***** Task input *****

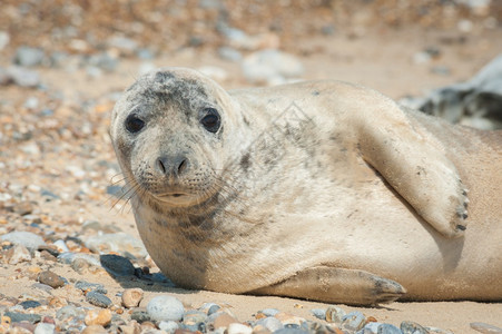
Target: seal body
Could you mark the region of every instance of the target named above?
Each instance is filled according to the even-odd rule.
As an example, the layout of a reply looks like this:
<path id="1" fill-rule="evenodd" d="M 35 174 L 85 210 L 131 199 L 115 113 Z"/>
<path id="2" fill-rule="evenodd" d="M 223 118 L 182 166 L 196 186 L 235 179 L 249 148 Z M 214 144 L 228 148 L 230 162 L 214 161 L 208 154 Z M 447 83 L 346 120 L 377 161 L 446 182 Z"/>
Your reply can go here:
<path id="1" fill-rule="evenodd" d="M 347 304 L 502 299 L 502 134 L 337 81 L 225 91 L 159 69 L 112 112 L 176 284 Z"/>

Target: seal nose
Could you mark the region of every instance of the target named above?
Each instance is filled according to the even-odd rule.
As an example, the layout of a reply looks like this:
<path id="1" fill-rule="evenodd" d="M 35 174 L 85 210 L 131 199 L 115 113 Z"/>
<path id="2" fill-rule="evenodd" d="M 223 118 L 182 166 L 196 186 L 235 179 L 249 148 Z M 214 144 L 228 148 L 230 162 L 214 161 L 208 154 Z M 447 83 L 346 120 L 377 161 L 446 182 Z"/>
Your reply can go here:
<path id="1" fill-rule="evenodd" d="M 163 156 L 157 159 L 157 171 L 165 176 L 180 176 L 188 168 L 188 159 L 178 155 L 175 157 Z"/>

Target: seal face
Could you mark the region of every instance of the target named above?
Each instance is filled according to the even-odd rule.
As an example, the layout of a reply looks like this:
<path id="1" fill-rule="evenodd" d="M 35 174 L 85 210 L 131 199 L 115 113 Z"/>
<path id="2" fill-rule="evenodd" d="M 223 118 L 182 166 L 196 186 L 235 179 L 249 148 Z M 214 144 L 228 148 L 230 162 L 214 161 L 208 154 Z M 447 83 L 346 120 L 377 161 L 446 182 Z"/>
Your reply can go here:
<path id="1" fill-rule="evenodd" d="M 197 80 L 156 72 L 137 81 L 126 101 L 114 135 L 129 186 L 174 207 L 213 197 L 224 132 L 217 100 Z"/>
<path id="2" fill-rule="evenodd" d="M 502 299 L 500 131 L 344 82 L 227 92 L 167 68 L 125 91 L 110 134 L 139 234 L 179 286 Z"/>

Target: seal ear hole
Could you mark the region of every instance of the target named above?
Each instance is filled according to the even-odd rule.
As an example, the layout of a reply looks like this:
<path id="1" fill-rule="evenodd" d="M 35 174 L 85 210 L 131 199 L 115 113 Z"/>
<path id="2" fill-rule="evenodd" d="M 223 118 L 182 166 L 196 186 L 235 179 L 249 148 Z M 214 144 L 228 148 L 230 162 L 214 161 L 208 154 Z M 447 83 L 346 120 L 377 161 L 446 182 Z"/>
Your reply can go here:
<path id="1" fill-rule="evenodd" d="M 126 130 L 131 134 L 139 132 L 145 127 L 145 121 L 136 114 L 131 114 L 126 118 Z"/>
<path id="2" fill-rule="evenodd" d="M 219 119 L 219 114 L 215 108 L 206 108 L 204 109 L 206 116 L 200 119 L 200 124 L 204 126 L 206 130 L 215 134 L 218 131 L 219 126 L 222 124 Z"/>

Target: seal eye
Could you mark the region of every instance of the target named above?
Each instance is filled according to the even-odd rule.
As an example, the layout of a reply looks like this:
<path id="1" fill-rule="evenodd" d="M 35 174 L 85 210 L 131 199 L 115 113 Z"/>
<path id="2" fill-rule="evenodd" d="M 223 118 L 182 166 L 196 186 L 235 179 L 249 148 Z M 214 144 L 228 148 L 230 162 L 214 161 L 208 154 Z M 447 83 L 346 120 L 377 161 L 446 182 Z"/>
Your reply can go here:
<path id="1" fill-rule="evenodd" d="M 145 121 L 135 114 L 129 115 L 126 119 L 126 129 L 131 134 L 139 132 L 144 126 Z"/>
<path id="2" fill-rule="evenodd" d="M 218 131 L 220 125 L 218 111 L 215 108 L 206 108 L 204 111 L 207 115 L 200 119 L 200 124 L 206 128 L 206 130 L 215 134 Z"/>

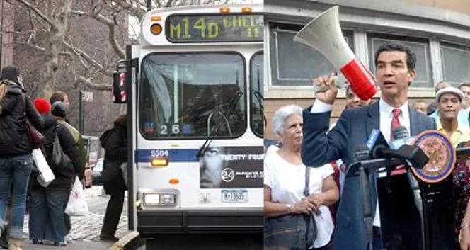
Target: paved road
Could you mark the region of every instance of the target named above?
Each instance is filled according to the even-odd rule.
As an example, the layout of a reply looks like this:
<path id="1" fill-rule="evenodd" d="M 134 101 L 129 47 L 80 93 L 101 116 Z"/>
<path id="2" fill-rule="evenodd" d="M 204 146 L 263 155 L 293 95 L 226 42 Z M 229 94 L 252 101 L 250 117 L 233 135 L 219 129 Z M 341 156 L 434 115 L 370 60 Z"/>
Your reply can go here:
<path id="1" fill-rule="evenodd" d="M 145 250 L 263 250 L 263 234 L 162 235 L 147 239 Z"/>

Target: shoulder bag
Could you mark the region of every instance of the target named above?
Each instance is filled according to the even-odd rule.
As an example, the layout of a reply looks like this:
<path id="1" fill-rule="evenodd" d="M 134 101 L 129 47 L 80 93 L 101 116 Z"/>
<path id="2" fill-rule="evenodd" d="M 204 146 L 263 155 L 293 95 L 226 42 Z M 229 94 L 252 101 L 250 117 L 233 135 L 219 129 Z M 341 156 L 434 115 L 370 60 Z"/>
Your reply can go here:
<path id="1" fill-rule="evenodd" d="M 309 196 L 310 168 L 306 166 L 304 195 Z M 310 249 L 316 238 L 313 215 L 285 215 L 266 217 L 264 244 L 273 249 Z"/>

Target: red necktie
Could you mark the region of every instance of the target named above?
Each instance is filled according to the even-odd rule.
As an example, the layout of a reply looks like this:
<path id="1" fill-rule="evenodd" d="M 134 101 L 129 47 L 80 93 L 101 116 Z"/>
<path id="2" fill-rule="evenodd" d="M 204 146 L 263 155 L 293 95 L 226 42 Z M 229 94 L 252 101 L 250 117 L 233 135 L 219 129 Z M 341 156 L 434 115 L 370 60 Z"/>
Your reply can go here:
<path id="1" fill-rule="evenodd" d="M 399 108 L 394 108 L 392 113 L 393 117 L 391 118 L 391 127 L 390 128 L 391 142 L 394 140 L 394 130 L 395 130 L 396 127 L 400 127 L 400 120 L 399 120 L 399 116 L 400 116 L 400 114 L 401 113 L 401 110 Z M 391 175 L 394 176 L 406 173 L 406 170 L 404 166 L 404 165 L 398 166 L 395 170 L 391 171 Z"/>
<path id="2" fill-rule="evenodd" d="M 392 111 L 393 117 L 391 118 L 391 127 L 390 129 L 390 141 L 394 140 L 394 130 L 396 128 L 400 127 L 400 120 L 399 120 L 399 116 L 401 113 L 401 110 L 399 108 L 394 108 Z"/>

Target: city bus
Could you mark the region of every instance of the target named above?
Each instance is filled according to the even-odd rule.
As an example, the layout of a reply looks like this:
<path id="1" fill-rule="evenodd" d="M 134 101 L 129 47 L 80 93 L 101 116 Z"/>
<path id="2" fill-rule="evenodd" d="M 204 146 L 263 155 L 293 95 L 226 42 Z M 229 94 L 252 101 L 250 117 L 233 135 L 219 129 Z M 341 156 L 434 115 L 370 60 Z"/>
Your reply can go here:
<path id="1" fill-rule="evenodd" d="M 130 229 L 263 226 L 261 5 L 155 9 L 114 74 L 127 103 Z"/>

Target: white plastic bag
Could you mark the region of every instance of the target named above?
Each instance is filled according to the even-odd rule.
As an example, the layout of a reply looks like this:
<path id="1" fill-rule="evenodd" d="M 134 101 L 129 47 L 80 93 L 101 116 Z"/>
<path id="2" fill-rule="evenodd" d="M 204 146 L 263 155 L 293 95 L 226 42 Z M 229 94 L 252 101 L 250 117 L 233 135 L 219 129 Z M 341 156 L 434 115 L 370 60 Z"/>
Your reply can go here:
<path id="1" fill-rule="evenodd" d="M 76 177 L 71 188 L 69 203 L 65 208 L 65 213 L 70 216 L 85 216 L 88 215 L 88 212 L 84 186 Z"/>
<path id="2" fill-rule="evenodd" d="M 46 188 L 55 178 L 54 173 L 52 173 L 52 170 L 51 170 L 47 161 L 46 161 L 46 159 L 44 157 L 41 149 L 33 149 L 32 155 L 33 160 L 39 170 L 39 174 L 36 179 L 40 185 Z"/>

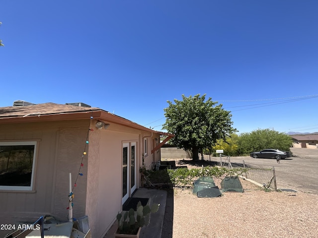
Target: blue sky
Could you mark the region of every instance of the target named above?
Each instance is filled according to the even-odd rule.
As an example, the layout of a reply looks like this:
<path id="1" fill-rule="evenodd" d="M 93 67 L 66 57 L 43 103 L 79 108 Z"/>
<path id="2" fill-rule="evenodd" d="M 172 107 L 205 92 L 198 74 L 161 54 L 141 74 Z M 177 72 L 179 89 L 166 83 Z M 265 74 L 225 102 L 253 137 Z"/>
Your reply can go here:
<path id="1" fill-rule="evenodd" d="M 2 0 L 0 107 L 83 102 L 160 130 L 167 100 L 205 93 L 239 133 L 318 131 L 317 12 L 316 0 Z"/>

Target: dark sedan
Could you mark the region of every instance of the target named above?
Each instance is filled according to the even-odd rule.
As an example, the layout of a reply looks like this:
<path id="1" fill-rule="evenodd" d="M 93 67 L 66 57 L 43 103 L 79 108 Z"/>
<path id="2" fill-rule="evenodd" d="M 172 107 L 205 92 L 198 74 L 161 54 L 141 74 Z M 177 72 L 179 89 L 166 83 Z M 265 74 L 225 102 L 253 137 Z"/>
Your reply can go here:
<path id="1" fill-rule="evenodd" d="M 274 150 L 273 149 L 266 149 L 257 152 L 251 152 L 249 155 L 251 157 L 255 158 L 272 158 L 276 159 L 276 160 L 285 159 L 287 157 L 287 155 L 286 152 L 278 150 Z"/>

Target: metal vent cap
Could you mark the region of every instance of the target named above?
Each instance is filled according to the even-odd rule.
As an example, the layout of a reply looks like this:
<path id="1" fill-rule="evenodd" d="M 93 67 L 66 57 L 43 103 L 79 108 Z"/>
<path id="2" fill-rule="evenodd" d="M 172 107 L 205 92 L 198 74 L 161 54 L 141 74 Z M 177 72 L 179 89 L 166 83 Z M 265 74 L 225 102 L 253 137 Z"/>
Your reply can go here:
<path id="1" fill-rule="evenodd" d="M 29 103 L 22 100 L 16 100 L 13 102 L 13 107 L 25 107 L 26 106 L 35 105 L 34 103 Z"/>

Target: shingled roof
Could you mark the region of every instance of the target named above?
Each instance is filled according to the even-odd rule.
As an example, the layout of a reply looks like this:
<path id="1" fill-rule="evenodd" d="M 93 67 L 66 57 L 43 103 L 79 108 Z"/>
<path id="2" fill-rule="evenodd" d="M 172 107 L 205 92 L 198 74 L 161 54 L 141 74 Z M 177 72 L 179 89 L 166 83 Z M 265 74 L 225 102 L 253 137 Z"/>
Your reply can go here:
<path id="1" fill-rule="evenodd" d="M 30 116 L 52 115 L 100 111 L 98 108 L 79 107 L 53 103 L 35 104 L 24 107 L 0 108 L 0 119 L 2 118 L 26 117 Z"/>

*****

## Task requirements
Rewrite the data from the line with "Target: seal eye" up to and including the line with "309 196 L 310", swapping "instance" for "occurrence" wherever it occurs and leaving everything else unchanged. Omit the pictures from your answer.

## Output below
Target: seal eye
Could you mark the region of every occurrence of the target named above?
Each occurrence is filled according to the even-odd rule.
As an example, the layout of a reply looks like this:
<path id="1" fill-rule="evenodd" d="M 35 174 L 85 210 L 131 199 L 115 113 Z"/>
<path id="2" fill-rule="evenodd" d="M 223 118 L 182 166 L 196 186 L 235 179 L 249 148 Z M 214 144 L 228 148 L 230 162 L 214 161 L 208 154 Z M 447 83 L 346 120 L 377 161 L 446 182 Z"/>
Your reply can go here:
<path id="1" fill-rule="evenodd" d="M 145 121 L 135 114 L 129 115 L 126 119 L 126 129 L 131 134 L 139 132 L 144 126 Z"/>
<path id="2" fill-rule="evenodd" d="M 218 131 L 220 125 L 218 111 L 215 108 L 206 108 L 204 111 L 207 115 L 200 119 L 200 124 L 206 128 L 206 130 L 215 134 Z"/>

Target: paved road
Could you mark the region of every occurrence of the target named above?
Each occurrence is filled according to the even-odd rule.
As an example, the layout of a reply looks like this:
<path id="1" fill-rule="evenodd" d="M 134 101 L 129 47 L 80 93 L 101 116 Z"/>
<path id="2" fill-rule="evenodd" d="M 204 146 L 263 155 L 293 95 L 226 42 Z M 229 94 L 252 101 L 250 117 L 233 135 L 219 129 Z M 341 156 L 434 115 L 370 60 Z"/>
Your reply can go here:
<path id="1" fill-rule="evenodd" d="M 145 250 L 263 250 L 263 234 L 162 235 L 147 239 Z"/>

Target: shoulder bag
Could you mark the region of every occurrence of the target named above?
Each occurrence is filled according to the even-odd rule.
As an example, the layout of a reply looks like this:
<path id="1" fill-rule="evenodd" d="M 134 101 L 129 47 L 80 93 L 101 116 Z"/>
<path id="2" fill-rule="evenodd" d="M 204 146 L 263 155 L 293 95 L 226 42 Z M 229 94 L 252 101 L 250 117 L 233 135 L 219 129 Z M 341 156 L 434 115 L 370 60 Z"/>
Your reply can go here:
<path id="1" fill-rule="evenodd" d="M 309 196 L 310 168 L 306 166 L 304 195 Z M 310 249 L 316 238 L 313 215 L 285 215 L 266 217 L 264 244 L 273 249 Z"/>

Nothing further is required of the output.